TASK TO CARRY OUT:
An exact copy of the lines from the one containing "Note to the class: identify the flooded" to the end of the records below is required, and nothing else.

Dataset entries:
* * * *

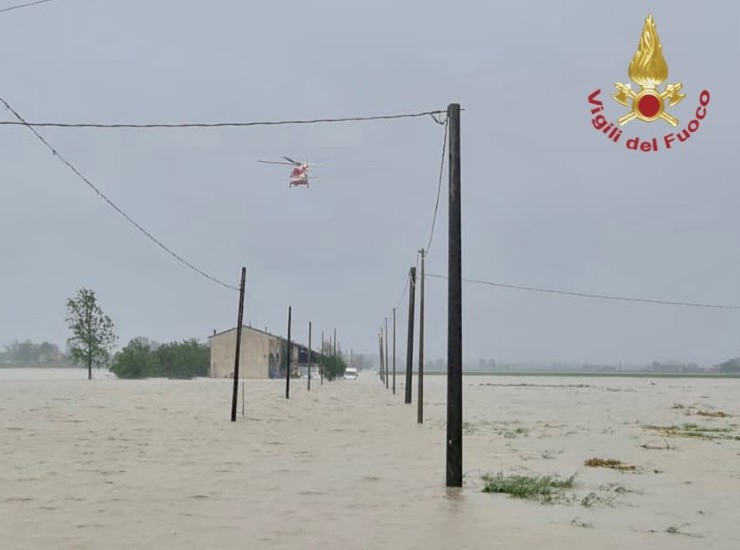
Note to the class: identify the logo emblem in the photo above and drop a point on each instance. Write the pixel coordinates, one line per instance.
(648, 69)
(650, 102)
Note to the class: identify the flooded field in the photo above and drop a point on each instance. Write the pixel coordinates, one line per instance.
(156, 464)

* * * *

WRITTEN REPLY:
Note to the class: identify the flooded field in the photo above and drop a point on each instance. Write the pixel coordinates, one line per instance.
(156, 464)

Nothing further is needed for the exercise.